--- TASKS TO COMPLETE ---
**a.** From the Cornell women's hockey article, copy the passage that begins at the words "This year, the" and stops after the words "than last season.".
**b.** Name every Cornell women's hockey alumna the article on the team says is set to play at the Winter Olympics in Milan.
**c.** Pick up the Cornell women's hockey article where it stops and write how it goes on.

** start of SOURCE EXTRACT **

On Saturday, women’s hockey was shutout 4-0 by Quinnipiac, Cornell’s fifth time scoring one or fewer goals in its last 10 games.
“I think the effort and the energy was there, [just] the execution wasn’t great,” said head coach Doug Derraugh ’91 on the Quinnipiac loss.
“I thought we played a pretty good game, actually,” Derraugh said after a 3-2 defeat to Princeton on Dec. 6. “I thought we came with energy, I thought we were battling. … We had probably a 10 minute window where we let our foot off the gas a little bit.”
“I thought that was a hard-fought road game for us coming out of the break,” he said after a 1-0 loss to Penn State on Dec. 30. “I thought we played hard, [it] came down to special teams.”
There’s a specific reason why Derraugh’s interviews are becoming repetitive, and it helps explain the main difference so far between this season’s 13-9-2 record and last year's Frozen Four team.
The 2024-2025 and 2025-2026 squads’ winning recipe is similar. With junior goaltender Annelies Bergmann in net, and multiple highly touted defenders, all the Red need to do is find goals from across its roster and the wins will come. Last season, 16 skaters finished with seven or more points, 13 of them in double digits.
This year, the depth has receded. Thirteen skaters are roughly on-pace to reach that seven-point mark this season, while Bergmann is tied for 16th on the team in points after picking up an assist last weekend. Part of the loss of scoring flexibility comes from simple math: Cornell’s roster shrank from 27 to 21 and its 18 skaters are the fewest since 2018.
“I think the difference is we had a larger roster last year, there was more depth,” Derraugh said. “So it is very similar, but [this season] we are relying on the players that are getting the opportunity and you can’t go to sort of that second and third option.”
There are plenty of bright spots for Cornell offensively — for example junior defender Piper Grober and senior defender Grace Dwyer are both on track to both generate more offense than any blueliner last season — and the Red’s 3.1 goals per game is just .2 less than last season.
Still, it will likely take an uptick in contributions from both Cornell’s blue line and its five freshman skaters (who, excluding forward Nora Curtis, have combined for just three goals) for the Red to re-find its winning formula from a season ago.
Fortino is Fourth Olympian
Speaking of scoring defenders, Cornell’s all-time (NCAA-era) blueline points leader is headed to the Winter Olympics. Laura Fortino ’13 was named to the Italian team on Jan. 20, joining Canadians Brianne Jenner ’15 and Kristin O’Neill ’20 and American Rory Guilday ’25 as Cornell women’s hockey alumnae set to play in Milan.
Fortino was a transformational figure for the women’s hockey program. As a freshman, the Hamilton, Ontario native notched 34 points — the second most by any defender that season — and became the first Cornellian to earn All-American honors. Also named to that year’s All-Ivy and All-ECAC first teams, Fortino committed just a single penalty throughout the Red’s magical — and ultimately heartbreaking — season.

** end of SOURCE EXTRACT **
** start of DATASET CONTENT **

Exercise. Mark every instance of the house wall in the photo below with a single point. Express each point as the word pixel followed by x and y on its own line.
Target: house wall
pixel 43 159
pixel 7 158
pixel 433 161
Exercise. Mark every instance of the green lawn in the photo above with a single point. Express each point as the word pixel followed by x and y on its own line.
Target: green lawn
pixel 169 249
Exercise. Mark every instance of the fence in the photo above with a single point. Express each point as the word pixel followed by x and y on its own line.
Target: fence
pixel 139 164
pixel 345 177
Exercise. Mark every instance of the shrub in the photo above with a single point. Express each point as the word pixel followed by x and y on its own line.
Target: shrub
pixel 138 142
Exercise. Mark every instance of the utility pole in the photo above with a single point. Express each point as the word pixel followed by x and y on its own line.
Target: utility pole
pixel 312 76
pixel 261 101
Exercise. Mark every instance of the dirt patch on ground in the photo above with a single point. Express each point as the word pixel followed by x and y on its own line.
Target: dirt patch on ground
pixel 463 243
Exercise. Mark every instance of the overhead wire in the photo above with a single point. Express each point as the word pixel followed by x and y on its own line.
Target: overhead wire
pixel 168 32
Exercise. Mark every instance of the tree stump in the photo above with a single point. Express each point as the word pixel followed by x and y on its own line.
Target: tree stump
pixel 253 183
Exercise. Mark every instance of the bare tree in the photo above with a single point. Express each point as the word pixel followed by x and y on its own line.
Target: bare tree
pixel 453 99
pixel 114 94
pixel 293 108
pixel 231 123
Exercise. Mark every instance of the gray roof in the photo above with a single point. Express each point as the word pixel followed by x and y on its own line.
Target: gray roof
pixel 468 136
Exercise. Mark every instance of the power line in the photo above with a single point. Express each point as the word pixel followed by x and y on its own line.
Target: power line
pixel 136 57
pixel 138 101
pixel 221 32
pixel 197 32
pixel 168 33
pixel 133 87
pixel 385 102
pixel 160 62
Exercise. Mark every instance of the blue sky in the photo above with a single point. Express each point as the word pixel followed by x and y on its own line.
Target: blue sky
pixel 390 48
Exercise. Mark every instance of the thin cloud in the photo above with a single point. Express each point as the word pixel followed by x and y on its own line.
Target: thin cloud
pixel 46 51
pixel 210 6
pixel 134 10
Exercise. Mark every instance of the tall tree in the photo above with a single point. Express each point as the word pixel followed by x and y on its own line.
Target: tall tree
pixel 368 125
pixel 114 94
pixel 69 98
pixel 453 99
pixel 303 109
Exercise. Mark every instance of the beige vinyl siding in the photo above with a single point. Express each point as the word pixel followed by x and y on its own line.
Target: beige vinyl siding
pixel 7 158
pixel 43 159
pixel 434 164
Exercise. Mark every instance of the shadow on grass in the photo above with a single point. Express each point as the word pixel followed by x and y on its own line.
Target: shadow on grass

** end of DATASET CONTENT **

--- TASK-BY-TASK RESULTS ---
**a.**
This year, the depth has receded. Thirteen skaters are roughly on-pace to reach that seven-point mark this season, while Bergmann is tied for 16th on the team in points after picking up an assist last weekend. Part of the loss of scoring flexibility comes from simple math: Cornell’s roster shrank from 27 to 21 and its 18 skaters are the fewest since 2018.
“I think the difference is we had a larger roster last year, there was more depth,” Derraugh said. “So it is very similar, but [this season] we are relying on the players that are getting the opportunity and you can’t go to sort of that second and third option.”
There are plenty of bright spots for Cornell offensively — for example junior defender Piper Grober and senior defender Grace Dwyer are both on track to both generate more offense than any blueliner last season — and the Red’s 3.1 goals per game is just .2 less than last season.

**b.**
Laura Fortino '13
Brianne Jenner '15
Kristin O'Neill '20
Rory Guilday '25

**c.**
“She could do it at both ends, real dynamic [and] loved the game of hockey,” Derraugh — who coached Fortino throughout her time with the Red — said. “A real competitor, just a really skilled defenseman. [She] had a huge impact right off the bat.”
After ending her Cornell career with 133 points in 133 games, the three-time first-team All-American played five seasons in the now-defunct Canadian Women’s Hockey League and three with the Professional Women’s Hockey Player’s Association. Currently playing professionally in Italy, Fortino already has a pair of Olympic medals playing for the Canadian national team.
“Her family was a real Italian family, and I think she still had family in Italy, and so I can imagine how excited they are for her to be representing [Italy],” Derraugh said. “[I’m] really excited and happy for her.”
Scouting Dartmouth
Cornell will open its final homestand of the regular season Friday night against Dartmouth. The Red defeated the Big Green (4-17-3, 2-11-3 ECAC) 5-0 in October thanks to a trio of power-play goals and four multi-point performances.
Dartmouth enters the weekend coming off a pair of overtime losses to St. Lawrence and No. 11 Clarkson, and without its most-used goaltender Michaela Hesová. A member of Czechia national team, Hesová departed Hannover, New Hampshire, this week for the Winter Olympics. In her place will either be Jiahui Zhan — a freshman with six career starts — or Eleanor Rogers who has appeared in one game since the 2023-2024 season.
“No, not at all,” Derraugh answered when asked if his team will change their gameplan based on Hesová’s absence. “My experience as a coach over the years has been that when you put in your backup goaltender, or your second goaltender, it rallies the troops a bit, and rallies the team to put an extra effort in for that goalie. So sometimes that can boost a team and give them energy to compete even harder for the new goalie.”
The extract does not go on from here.